## Work to complete
A: Reproduce the metal exposure passage word for word, beginning at the words "To capture the" and stopping after "the environmental exposures.".
B: Carry on the passage about modeling metal exposure distributions from where it stops.

## Passage provided
We show the density plots of these raw exposure levels:

ggplot(
  data = analysisData_df %>%
    select(Cadmium:Manganese) %>%
    pivot_longer(
      cols = everything(), names_to = "Metal", values_to = "Value"
    )
) + 
  aes(x = Value, fill = Metal) + 
  theme_minimal() + 
  theme(legend.position = "none") + 
  labs(
    title = "Histogram with Density Plot for Metals", 
    x = "Concentration", 
    y = "Density"
  ) +
  geom_histogram(
    aes(y = ..density..), bins = 30, alpha = 0.5, position = "identity"
  ) + 
  geom_density(aes(color = Metal), linewidth = 1) + 
  facet_wrap(~Metal, scales = "free")

Figure 1: Histogram with Density Plot for Metals

These exposure profiles are not Normally distributed, as we see in Figure 1. Visualization of the marginal distributions of these metal concentrations using histograms and kernel density plots revealed marked right-skewness across all analytes, suggesting the need for distribution-sensitive modeling approaches.

Parameter Estimation

To capture the empirical distributional features of the observed data, we implemented the calculate_stats_gamma() function to estimate parameters for Gamma distributions within male and female subgroups. This method-of-moments approach yielded group-specific descriptors, including sample sizes, means, Gamma shape and rate parameters, and Spearman correlation matrices among the metals. These parameters served as foundational elements for generating realistic synthetic data that preserve sex-specific distribution and correlation structures of the environmental exposures.

Given the skewness present in the metals data, the Multivariate Gamma distribution is a better fit if we plan to use parametric bootstrap techniques downstream in the analysis. The calculate_stats_gamma() function allows us to calculate group-specific estimators using the group_col argument (in our case, for Males and Females), and it has options with the using argument to estimate parameters via Method of Moments ("MoM") and generalized Maximum Likelihood Estimation ("gMLE")(Weiss and Wolfowitz 1966; El Adlouni et al. 2007). For this example, we calculate the Method of Moments parameter estimates of this estimated distribution via "MoM".

(Items listed in a dataset)
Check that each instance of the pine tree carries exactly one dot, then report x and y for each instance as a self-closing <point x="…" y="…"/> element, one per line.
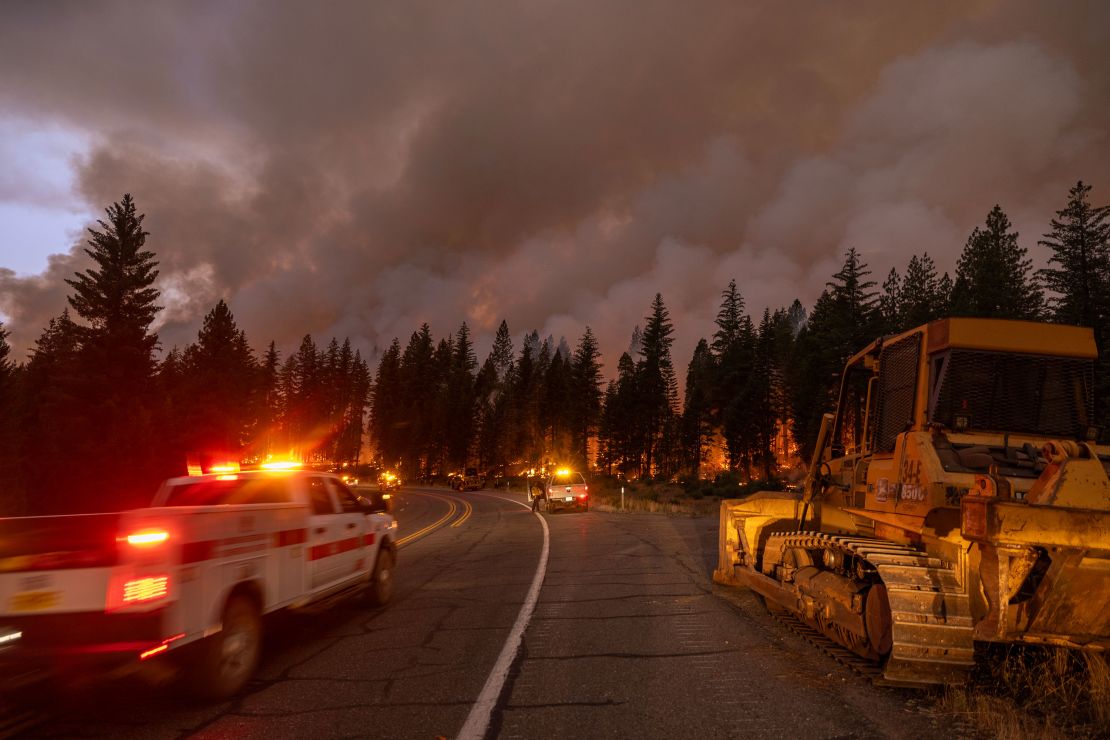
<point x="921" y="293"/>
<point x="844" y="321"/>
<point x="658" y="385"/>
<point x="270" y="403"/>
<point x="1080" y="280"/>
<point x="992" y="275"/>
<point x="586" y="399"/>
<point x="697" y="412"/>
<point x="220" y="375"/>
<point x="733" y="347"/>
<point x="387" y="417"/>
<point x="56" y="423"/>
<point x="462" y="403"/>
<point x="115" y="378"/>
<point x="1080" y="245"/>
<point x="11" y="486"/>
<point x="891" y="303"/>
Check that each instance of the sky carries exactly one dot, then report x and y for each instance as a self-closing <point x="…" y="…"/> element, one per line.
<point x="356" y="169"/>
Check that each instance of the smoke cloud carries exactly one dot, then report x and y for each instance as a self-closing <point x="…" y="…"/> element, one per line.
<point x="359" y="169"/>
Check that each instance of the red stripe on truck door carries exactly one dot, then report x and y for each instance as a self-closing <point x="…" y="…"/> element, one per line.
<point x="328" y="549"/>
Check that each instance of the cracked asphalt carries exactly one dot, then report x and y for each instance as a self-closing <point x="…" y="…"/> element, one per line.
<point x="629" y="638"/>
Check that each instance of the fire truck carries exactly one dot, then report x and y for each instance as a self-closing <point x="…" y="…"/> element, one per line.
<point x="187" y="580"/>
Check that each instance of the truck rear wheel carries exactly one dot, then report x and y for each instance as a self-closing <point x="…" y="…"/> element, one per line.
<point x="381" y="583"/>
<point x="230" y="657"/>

--

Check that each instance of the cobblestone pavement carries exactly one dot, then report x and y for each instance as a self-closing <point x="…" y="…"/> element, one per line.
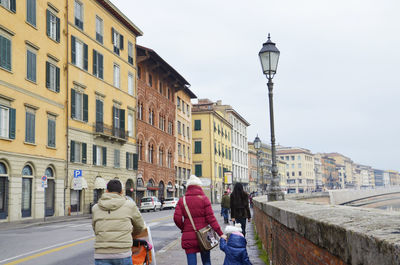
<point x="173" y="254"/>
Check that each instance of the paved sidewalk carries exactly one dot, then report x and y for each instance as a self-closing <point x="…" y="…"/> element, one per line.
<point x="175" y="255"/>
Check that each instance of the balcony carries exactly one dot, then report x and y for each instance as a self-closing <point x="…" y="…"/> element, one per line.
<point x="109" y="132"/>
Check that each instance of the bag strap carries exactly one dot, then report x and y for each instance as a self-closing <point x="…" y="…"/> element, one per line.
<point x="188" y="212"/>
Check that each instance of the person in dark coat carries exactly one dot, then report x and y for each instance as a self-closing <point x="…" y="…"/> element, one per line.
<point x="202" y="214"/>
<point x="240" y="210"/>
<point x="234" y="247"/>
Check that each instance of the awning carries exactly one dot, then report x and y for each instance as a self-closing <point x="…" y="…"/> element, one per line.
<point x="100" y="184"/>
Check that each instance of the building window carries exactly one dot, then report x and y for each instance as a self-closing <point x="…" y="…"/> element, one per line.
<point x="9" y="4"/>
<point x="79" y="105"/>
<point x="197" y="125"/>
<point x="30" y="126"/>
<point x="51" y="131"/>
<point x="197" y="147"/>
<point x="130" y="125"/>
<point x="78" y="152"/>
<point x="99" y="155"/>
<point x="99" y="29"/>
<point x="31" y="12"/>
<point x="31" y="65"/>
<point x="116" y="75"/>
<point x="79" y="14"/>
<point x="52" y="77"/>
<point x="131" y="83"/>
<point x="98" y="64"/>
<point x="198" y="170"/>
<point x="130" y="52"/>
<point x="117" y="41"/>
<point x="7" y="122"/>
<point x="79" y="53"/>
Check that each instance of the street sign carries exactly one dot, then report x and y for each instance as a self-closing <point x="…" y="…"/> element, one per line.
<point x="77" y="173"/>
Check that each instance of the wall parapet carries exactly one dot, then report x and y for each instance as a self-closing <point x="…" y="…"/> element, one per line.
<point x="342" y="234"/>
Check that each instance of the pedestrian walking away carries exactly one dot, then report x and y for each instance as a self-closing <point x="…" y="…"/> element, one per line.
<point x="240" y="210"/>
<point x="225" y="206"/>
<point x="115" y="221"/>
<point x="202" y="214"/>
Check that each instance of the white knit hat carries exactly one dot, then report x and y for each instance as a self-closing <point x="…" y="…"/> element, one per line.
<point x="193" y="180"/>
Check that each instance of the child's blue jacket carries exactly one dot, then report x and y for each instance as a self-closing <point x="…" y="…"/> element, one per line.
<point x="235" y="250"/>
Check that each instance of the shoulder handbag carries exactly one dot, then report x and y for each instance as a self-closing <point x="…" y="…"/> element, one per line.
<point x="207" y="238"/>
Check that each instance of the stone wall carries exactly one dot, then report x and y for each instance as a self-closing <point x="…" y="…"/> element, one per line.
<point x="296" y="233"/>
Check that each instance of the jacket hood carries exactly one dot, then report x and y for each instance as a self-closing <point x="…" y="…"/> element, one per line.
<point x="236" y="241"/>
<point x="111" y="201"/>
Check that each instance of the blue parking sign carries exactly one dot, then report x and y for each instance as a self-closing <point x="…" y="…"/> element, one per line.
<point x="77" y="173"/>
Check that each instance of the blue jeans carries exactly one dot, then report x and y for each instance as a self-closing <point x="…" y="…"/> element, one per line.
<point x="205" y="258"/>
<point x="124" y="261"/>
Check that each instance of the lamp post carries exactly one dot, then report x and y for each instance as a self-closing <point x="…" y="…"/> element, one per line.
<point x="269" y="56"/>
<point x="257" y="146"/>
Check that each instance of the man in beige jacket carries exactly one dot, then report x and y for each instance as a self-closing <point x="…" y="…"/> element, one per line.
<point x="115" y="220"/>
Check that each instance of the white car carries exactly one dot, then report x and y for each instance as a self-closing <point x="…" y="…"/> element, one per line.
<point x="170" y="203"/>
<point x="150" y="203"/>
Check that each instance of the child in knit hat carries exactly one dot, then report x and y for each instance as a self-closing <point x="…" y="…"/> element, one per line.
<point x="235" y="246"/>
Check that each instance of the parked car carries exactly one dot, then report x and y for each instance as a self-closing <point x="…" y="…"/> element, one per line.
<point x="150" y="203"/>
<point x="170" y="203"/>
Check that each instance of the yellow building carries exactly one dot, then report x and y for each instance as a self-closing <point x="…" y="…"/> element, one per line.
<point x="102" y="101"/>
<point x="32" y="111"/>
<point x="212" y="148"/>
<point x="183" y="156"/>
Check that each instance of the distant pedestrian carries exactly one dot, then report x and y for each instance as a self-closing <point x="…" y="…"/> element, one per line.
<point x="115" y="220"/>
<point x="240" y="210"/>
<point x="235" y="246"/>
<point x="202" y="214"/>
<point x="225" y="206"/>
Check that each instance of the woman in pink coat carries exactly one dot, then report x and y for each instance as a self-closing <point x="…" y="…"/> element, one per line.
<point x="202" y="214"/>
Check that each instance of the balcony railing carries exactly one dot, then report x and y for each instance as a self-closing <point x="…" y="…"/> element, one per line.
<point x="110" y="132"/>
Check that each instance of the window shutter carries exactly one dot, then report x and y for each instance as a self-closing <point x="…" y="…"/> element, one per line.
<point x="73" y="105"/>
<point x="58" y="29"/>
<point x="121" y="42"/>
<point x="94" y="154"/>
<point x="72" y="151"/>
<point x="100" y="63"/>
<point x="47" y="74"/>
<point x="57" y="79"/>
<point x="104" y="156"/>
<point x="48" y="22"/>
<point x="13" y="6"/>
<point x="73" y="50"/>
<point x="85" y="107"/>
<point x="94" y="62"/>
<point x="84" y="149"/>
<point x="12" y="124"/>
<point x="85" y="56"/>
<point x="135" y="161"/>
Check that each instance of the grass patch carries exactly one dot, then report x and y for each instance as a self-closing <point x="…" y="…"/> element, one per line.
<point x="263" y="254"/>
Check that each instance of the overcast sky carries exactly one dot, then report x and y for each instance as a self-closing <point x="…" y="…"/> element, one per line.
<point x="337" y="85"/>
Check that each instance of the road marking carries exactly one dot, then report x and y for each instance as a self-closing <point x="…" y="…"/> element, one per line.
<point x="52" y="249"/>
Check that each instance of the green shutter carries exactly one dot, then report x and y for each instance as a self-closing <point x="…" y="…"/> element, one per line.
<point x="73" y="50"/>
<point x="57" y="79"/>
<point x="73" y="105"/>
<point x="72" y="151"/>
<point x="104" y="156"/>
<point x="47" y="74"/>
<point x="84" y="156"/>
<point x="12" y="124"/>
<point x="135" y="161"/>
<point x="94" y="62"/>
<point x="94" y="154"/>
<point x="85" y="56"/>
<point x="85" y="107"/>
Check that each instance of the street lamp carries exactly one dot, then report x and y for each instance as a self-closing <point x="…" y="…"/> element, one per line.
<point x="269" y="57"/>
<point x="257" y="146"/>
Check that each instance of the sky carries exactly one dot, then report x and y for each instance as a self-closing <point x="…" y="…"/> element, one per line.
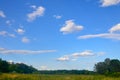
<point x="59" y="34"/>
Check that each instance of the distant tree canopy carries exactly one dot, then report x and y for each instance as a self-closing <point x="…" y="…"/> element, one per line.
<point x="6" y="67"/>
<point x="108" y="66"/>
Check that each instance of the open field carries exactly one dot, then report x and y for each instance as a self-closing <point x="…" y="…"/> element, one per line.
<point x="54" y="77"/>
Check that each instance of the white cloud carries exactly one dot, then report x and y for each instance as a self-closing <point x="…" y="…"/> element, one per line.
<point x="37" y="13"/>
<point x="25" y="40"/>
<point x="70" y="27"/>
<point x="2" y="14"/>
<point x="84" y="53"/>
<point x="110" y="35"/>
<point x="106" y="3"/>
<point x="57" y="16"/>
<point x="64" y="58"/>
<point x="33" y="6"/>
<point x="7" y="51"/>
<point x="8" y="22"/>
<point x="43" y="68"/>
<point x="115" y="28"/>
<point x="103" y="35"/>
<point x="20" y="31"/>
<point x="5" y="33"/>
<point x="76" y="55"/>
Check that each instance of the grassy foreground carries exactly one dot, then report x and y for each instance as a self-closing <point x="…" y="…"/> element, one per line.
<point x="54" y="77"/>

## Responses to the exercise
A:
To capture the empirical distributional features of the observed data, we implemented the calculate_stats_gamma() function to estimate parameters for Gamma distributions within male and female subgroups. This method-of-moments approach yielded group-specific descriptors, including sample sizes, means, Gamma shape and rate parameters, and Spearman correlation matrices among the metals. These parameters served as foundational elements for generating realistic synthetic data that preserve sex-specific distribution and correlation structures of the environmental exposures.

B:
param_list <- calculate_stats_gamma(
  data_df = analysisData_df, 
  group_col = "Sex", 
  using = "MoM"
)

# Examine list contents
str(
  param_list,
  max.level = 2,
  give.attr = FALSE
)
List of 2
 $ Female:List of 5
  ..$ sampSize    : int 242
  ..$ mean_vec    : Named num [1:6] 101.893 0.554 0.701 24.566 10.439 ...
  ..$ sampCorr_mat: num [1:6, 1:6] 1 -0.0942 -0.0625 -0.114 -0.019 ...
  ..$ shape_num   : Named num [1:6] 44.706 0.343 0.242 0.897 1.033 ...
  ..$ rate_num    : Named num [1:6] 0.4388 0.6185 0.3444 0.0365 0.0989 ...
 $ Male  :List of 5
  ..$ sampSize    : int 186
  ..$ mean_vec    : Named num [1:6] 101.108 0.506 0.723 25.67 11.042 ...
  ..$ sampCorr_mat: num [1:6, 1:6] 1 -0.08159 -0.00122 -0.00365 0.16943 ...
  ..$ shape_num   : Named num [1:6] 46.1 0.757 0.282 0.174 0.544 ...
  ..$ rate_num    : Named num [1:6] 0.45595 1.49634 0.38964 0.00679 0.04928 ...

Data Simulation

With the estimated parameters, we used the simulate_group_data() function to generate synthetic multivariate Gamma-distributed exposure data and preserve the distributional properties of the original data. The simulated data maintained inter-variable correlations and group-specific skewness patterns, effectively replicating real-world exposure profiles. Based on the Method of Moments estimates that were calculated, we can draw a parametric bootstrap sample by passing in the list of group-specific parameter estimates found above:

gamma_samples <- simulate_group_data(
  param_list = param_list, 
  data_gen_fn = generate_mvGamma_data, 
  group_col_name = "Sex"
)

head(gamma_samples) %>% 
  gt() %>%
  tab_header(
    title = "Top Rows of the gamma Sample"
  ) %>%
  fmt_number(
    decimals = 2
  ) %>%
  opt_table_outline()
Top Rows of the gamma Sample
V1 V2 V3 V4 V5 V6 Sex
113.07 0.18 0.06 22.13 7.95 1,970.83 Female
88.04 0.03 0.08 21.92 3.51 1,025.22 Female
104.84 5.61 1.29 12.82 6.09 105.75 Female
113.67 0.01 0.06 19.65 9.84 635.99 Female
118.07 0.00 0.00 0.78 0.95 642.75 Female
97.72 0.05 0.02 6.14 0.68 836.97 Female

We account for the grouping variable column name with group_col_name, and we specify the Multivariate Gamma distribution by invoking the helper function generate_mvGamma_data(). This function can be repeatedly invoked to create hundreds of parametric bootstrap resamples to test future methodological developments. These simulation results are extensively discussed in Hasan et al. (2024) and Hasan et al. (2025).

Dynamic Threshold Calculation

As with any hypothesis-testing paradigm, we must set the threshold of rejection before we perform an experiment. For variable selection with BKMR, this is no different. In previous studies(Ibrahimou et al. 2024; Pesenti et al. 2023; Li et al. 2022; Zhang et al. 2019; Coker et al. 2018; Barbieri and Berger 2004; Zheng, Luo, and Xue 2024), a static threshold 50% was used to delineate which exposures were statistically related to the outcome. However, as shown in Hasan et al. (2024) and Hasan et al. (2025), using a static threshold often results in either highly conservative (underpowered) tests, or tests that have a poorly controlled α size (greater than the expected 5%).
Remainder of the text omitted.